**PROBLEMS TO SOLVE**
1) Answer these from the article on Georgia prison locks, one line each:
(a) In the September audit at Hays, how many locks failed, and how many were inspected?
(b) What score did Valdosta State Prison receive on its 2012 audit?
(c) At Telfair State Prison, how many of the 200 new locks had already needed replacing?
2) Carry on the article on Georgia prison locks past its last sentence.

**DOCUMENT SEGMENT**
The Southern Center for Human Rights has complained that prisoners routinely slept in cells to which they were not assigned and they are able to move undetected across the prison campus. For example, Nathaniel Reynolds Jr., serving a life sentence for a 1998 murder he committed when he was 17, was stabbed to death at Hays on Jan. 18 as he returned to a cell block from the “hole.”
“Gang leaders exercise control over housing assignments and were permitted to expel prisoners they no longer wanted in their dorms,” Geraghty said earlier this year.
A state audit in September found that 184 locks failed out of 442 locks inspected at Hays. Other state prisons also struggle with locks, the AJC found in a review of audits at each of the state’s highest-security prisons.
Valdosta State Prison scored a 41 out of 100 on its 2012 audit. Inspectors found problems so pervasive they questioned whether staff was making the required daily lock inspections.
At Telfair State Prison in April 2012, inspectors found that only nine of 207 locks failed. But, the audit shows, 81 of 200 new locks already had to be replaced due to “inmate damage and/or tampering.”
Rep. Earl Ehrhart, R-Powder Springs, said he wants to “hear a real clear excuse” about why so many locks fail at state prisons. Ehrhart, who serves on both the committee that writes the state budget and the committee that oversees the Department of Corrections, said there should be a systemwide review of prison security.
“That’s what prisons are for,” he said. “That has to be a major expense.”
Ehrhart said if locks are failing, the state should investigate where the locks came from.
“That floors me,” he said. “I want to know who sold them to us, I want to know if they’re still in business in the state of Georgia.”
State Sen. John Albers, R-Roswell, who chairs the committee that oversees the Department of Corrections, said cuts to the department’s budget have forced it to address challenges as they come up.

**DATA LISTING**
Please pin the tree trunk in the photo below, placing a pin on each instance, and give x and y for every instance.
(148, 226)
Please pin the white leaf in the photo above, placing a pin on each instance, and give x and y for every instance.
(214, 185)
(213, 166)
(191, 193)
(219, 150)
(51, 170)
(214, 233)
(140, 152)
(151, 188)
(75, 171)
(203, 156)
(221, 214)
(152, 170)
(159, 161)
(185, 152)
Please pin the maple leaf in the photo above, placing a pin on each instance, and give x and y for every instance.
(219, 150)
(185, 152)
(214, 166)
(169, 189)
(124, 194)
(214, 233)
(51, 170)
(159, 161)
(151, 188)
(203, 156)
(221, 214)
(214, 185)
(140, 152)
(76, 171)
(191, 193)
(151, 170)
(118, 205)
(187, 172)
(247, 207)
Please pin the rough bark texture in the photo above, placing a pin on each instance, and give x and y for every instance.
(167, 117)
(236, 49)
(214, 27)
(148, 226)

==

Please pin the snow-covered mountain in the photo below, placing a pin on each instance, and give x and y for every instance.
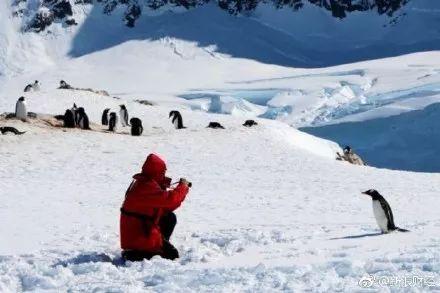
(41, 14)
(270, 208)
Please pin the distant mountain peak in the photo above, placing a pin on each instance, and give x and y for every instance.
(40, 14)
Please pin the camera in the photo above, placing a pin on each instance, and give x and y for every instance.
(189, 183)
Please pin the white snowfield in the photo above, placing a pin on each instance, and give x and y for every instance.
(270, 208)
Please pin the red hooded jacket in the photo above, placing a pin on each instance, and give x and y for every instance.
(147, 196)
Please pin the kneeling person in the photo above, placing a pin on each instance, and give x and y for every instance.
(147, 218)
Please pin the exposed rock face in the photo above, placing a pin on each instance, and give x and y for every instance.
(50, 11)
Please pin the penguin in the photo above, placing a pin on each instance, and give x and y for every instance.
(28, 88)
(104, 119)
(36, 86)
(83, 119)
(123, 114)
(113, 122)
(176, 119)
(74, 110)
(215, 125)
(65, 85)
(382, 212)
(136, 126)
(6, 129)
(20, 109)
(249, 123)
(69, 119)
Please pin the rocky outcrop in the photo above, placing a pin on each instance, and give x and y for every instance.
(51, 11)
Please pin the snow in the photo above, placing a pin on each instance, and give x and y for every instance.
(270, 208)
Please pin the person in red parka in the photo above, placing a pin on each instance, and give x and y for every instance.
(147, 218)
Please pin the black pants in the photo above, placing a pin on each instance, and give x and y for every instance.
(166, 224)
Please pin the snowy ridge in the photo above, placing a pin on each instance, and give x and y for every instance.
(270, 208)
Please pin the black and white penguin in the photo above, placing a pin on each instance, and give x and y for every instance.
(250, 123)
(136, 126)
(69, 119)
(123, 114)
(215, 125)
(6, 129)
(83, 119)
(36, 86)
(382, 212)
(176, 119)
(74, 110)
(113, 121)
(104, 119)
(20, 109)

**RESULTS FOR EACH TASK**
1)
(a) 184 failed out of 442 inspected.
(b) 41 out of 100.
(c) 81.

2)
“They put things on a priority basis,” he said. “If something comes up, they’ve been good to escalate it at the right time.”
Corrections officials acknowledged the problem with locks at Hays in their request for emergency funding, which allowed the department to bypass the state’s typical process for hiring outside firms. That process is designed to find the best value for taxpayers. Cornerstone Detention Products of Alabama was hired to install new locking systems throughout Hays.
“Inmates at Hays State Prison have been able to defeat … the locks currently installed in the cell doors. Because they have been able to defeat the locks at this high-security facility, the inmates have been able to open cell doors after they have been locked, allowing them to conduct assaults on other inmates and staff,” the agency said.
DOC noted that Cornerstone installed new locks at the Fulton County Jail, whose faulty locks contributed to federal oversight of the facility. County officials spent $4.8 million to replace 1,400 locks. The work will last about year, but a test of the new locks won high praise after prisoners were unable to defeat them.
The department has implemented a plan to “harden” all of its high-security prisons, which include Hays, Baldwin, Hancock, Macon, Smith, Telfair, Valdosta and Ware state prisons, most of them also scenes of inmates killing inmates in the past year.
But Michael Lovelady, with whom the department has contracted over several years to repair the previous locks, said Hays has had a problem with locks since 2008. Inmates, Lovelady said, “were having to unlock doors from the inside because officers’ keys didn’t work.”
The new system might not solve the problem permanently, Lovelady said.
Cornerstone’s product is high-tech and includes key pads and lights that indicate if a door is locked. If one breaks or is damaged by inmates, it won’t be as easy to fix or as cheap to replace.
“We’ve gone from trying to get control systems for locks simpler so maintenance men in the area can work on them to the opposite route where you’re putting in more and more sophisticated equipment,” he said.